#### Page extract:
There are other digital pots which can deal with higher voltages, but also keep in mind the minimum load current on the LM317, which may be too much for a digital pot if you try to use the resistive divider for that purpose.

Edit:

One way to do something similar to what you are asking for is this:

enter image description here

The LM358 amplifies the voltage from the digital pot by a factor of 5. The output voltage is thus \$\alpha \cdot 25V + 1.25V\$ where \$0 \le\alpha\le 1 \$ is the digital pot setting. The minimum setting will be somewhere around 2V.

R4/U4/Q1/R1 form a simple 10mA (roughly) constant current sink to provide minimum load on the regulator down to about 2V out.

You may want to adjust the values to get exactly what you are looking for. In this case a pot setting of 0.35 yields an op-amp output of 8.75V and therefore an output voltage of 10V. The digital pot is being used as a voltage divider rather than a rheostat, which is what it does best.

#### Dataset content:
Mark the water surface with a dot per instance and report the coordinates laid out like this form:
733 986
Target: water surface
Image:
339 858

---

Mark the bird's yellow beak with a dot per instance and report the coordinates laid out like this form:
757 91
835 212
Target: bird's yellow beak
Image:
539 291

==

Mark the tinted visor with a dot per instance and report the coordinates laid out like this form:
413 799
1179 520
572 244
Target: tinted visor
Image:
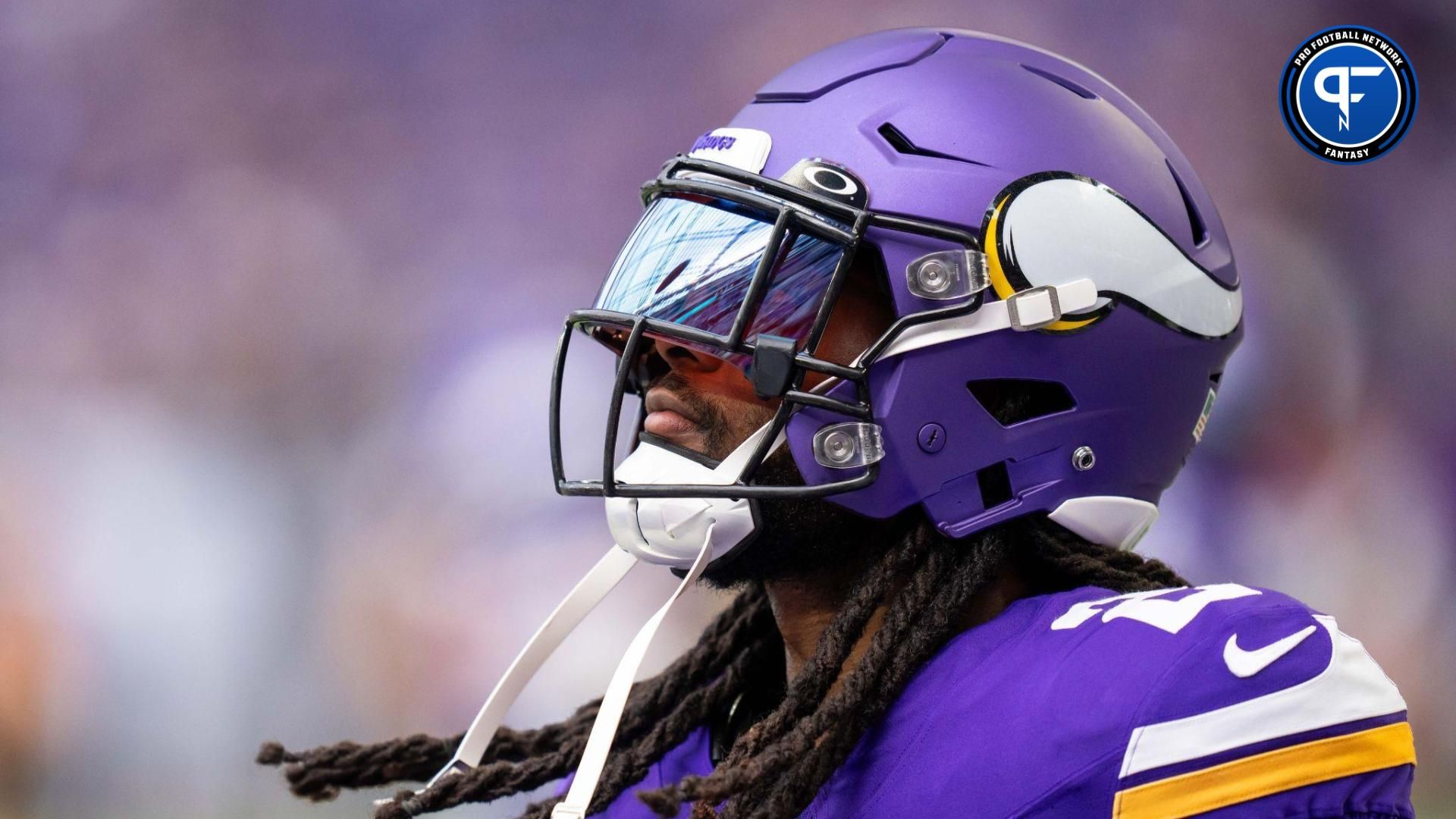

#### Directions for this task:
Continue the LM317 digital-pot post from where it stops.

#### Answer to the problem:
Note a slightly subtle difference between the two circuits. In the case of using a digital pot directly with the LM317 the bandgap reference within the LM317 is what determines the output voltage (modulo the resistor ratios etc.), however in the above circuit, most of the output voltage is contributed by the 5V, so it would be important to have that relatively stable and accurate (and perhaps use a separate reference or regulator). You could use a TL431 and a couple of resistors, for example.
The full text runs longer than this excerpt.